- _PROBLEMS_
(1) Quote the woodland walk passage word for word, starting with "All this is" and going on through "the many trees.".
(2) According to the woodland walk passage, what shows that the wooded stretch is relatively low, wet ground? Answer in one to three sentences.
(3) Proceed with the woodland walk passage, picking up after its final sentence.

- _TEXT TO READ_
>>>

All this is in preamble to explain that today. Waldo and I are out walking with Phyllis in the woods, and around the reservoir, near her home in Weston. We’ve walked this with her before, but it has been a while. Part of our walk, led by Phyllis, who knows the way well, is on the small lanes and byways that wend their way through the residential community. Part is in the woods and part circles a fenced-in reservoir. We start out on a street that feeds several mansions that are truly worthy of the name. There’s a lot of money here. The day is warmish, with temps in the mid-fifties, the skies are partly cloudy and the wind is blocked by the many trees.
Soon, we hang a right and are swallowed by trees, bushes and weeds – or at least what’s left of them in their still-hibernating condition. This is relatively low, wet ground, evidenced by the presence of eastern red cedar and hemlock that love damper ground. True as that may be, our path is free of mud and puddles, as expected. The undergrowth is dense enough that we are effectively blocked from the sights and sounds of the city. We pass no one here. Phyllis says that during the lockdown, many people took to these woods to get away from their cloisters. But today, those same people are elsewhere. These woods have been relatively empty since people felt more comfortable to mingle in public places. They know not what they miss. Waldo, though, enjoys the lack of bicycles and is having a great time exploring around without worrying about them.

<<<

[Region labeling items]

>>>

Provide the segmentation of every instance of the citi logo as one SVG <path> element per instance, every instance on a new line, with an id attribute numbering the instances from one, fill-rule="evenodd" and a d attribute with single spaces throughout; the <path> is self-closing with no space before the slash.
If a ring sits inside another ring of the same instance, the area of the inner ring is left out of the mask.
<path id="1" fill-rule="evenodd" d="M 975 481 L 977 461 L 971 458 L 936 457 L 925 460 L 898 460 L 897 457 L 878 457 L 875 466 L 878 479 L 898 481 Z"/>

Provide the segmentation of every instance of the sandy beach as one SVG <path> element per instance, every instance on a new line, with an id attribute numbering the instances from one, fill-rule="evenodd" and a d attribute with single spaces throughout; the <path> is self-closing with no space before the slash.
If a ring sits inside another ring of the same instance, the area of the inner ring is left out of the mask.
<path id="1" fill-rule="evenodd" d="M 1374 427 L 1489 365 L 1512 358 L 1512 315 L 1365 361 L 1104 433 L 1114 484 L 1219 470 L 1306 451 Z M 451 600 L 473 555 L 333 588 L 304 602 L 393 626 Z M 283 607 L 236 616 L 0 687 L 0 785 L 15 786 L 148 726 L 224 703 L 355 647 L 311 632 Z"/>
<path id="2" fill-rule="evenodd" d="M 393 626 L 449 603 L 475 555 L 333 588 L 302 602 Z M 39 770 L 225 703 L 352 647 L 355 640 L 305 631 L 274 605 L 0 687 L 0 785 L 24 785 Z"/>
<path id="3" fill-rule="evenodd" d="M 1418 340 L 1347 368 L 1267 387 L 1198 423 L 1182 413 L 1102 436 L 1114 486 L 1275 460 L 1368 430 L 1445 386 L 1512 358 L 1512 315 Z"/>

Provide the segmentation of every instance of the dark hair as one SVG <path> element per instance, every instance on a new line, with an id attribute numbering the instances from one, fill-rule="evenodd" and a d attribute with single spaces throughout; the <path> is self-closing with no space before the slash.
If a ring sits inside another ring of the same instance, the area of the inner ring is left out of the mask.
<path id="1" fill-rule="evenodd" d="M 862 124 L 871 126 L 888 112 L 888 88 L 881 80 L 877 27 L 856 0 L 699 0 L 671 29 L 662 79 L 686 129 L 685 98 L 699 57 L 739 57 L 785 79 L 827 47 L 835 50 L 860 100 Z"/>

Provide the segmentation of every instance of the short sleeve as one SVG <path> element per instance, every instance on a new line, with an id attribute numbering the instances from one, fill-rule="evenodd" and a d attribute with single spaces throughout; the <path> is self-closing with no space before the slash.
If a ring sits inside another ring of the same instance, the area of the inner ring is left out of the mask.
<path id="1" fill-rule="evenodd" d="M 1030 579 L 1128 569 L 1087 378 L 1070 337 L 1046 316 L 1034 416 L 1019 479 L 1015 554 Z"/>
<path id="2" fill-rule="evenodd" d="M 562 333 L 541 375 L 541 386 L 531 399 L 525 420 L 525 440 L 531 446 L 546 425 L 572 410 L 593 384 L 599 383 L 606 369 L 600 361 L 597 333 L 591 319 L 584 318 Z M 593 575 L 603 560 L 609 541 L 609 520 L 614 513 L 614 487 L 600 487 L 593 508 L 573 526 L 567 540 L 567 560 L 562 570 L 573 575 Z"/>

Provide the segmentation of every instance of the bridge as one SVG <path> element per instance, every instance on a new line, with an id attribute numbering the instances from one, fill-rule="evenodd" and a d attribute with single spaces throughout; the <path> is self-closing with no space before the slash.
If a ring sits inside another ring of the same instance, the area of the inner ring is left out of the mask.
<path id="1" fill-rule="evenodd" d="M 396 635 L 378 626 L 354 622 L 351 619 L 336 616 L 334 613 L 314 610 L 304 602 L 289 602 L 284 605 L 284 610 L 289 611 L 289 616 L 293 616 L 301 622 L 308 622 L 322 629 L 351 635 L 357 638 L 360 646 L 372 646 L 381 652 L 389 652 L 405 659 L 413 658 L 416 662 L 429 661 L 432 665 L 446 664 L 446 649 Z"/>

<<<

- _ANSWERS IN ORDER_
(1)
All this is in preamble to explain that today. Waldo and I are out walking with Phyllis in the woods, and around the reservoir, near her home in Weston. We’ve walked this with her before, but it has been a while. Part of our walk, led by Phyllis, who knows the way well, is on the small lanes and byways that wend their way through the residential community. Part is in the woods and part circles a fenced-in reservoir. We start out on a street that feeds several mansions that are truly worthy of the name. There’s a lot of money here. The day is warmish, with temps in the mid-fifties, the skies are partly cloudy and the wind is blocked by the many trees.

(2) The presence of eastern red cedar and hemlock shows it. These trees love damper ground.

(3)
We pass through a cemetery and cross a road to another patch of woods. As we follow the path, there is a sturdy, black hurricane fence on our left that surrounds and protects the reservoir. Phyllis says that she has dreamt, for a long time now, of scaling the fence on a dark, hot moonlit night and going skinny dipping in the alluring waters. I think the idea appeals mostly for its shock value, but there is a bit of a randy minx under that white hair, I think. She sighs and admits that it might not be that easy to get a 77-year old body over the head-high barrier, but I volunteer to help on some upcoming July or August night. Some things really do belong on a bucket list.
People are allowed to let their dogs go off-leash around the reservoir. Many may no longer feel the need to be out in the woods, but people with dogs do. We pass a few unencumbered canines, romping and enjoying themselves immensely. I keep Waldo on leash, but he doesn’t seem the least bit restricted by it. It’s some 26 feet long, which gives him a lot of freedom and me some control. It’s not that he is likely to get into trouble on his own. I’m just fearful of what might happen without my ability to intervene. I should probably chillout a bit, but I can’t overcome the worry.
On the way back, we do cross some unavoidable muddy puddles, but nothing that are deep enough, with strategic foot placement, to put mud above the soles of my boots or turn Waldo’s white feet black. It’s been a good walk and the added variety has spiced up our everyday need to roam. There is still that persistent itch, that’s slowly becoming a burn, for something more venturous.
But that will come soon…
If you don’t know where you are going, you’ll end up someplace else.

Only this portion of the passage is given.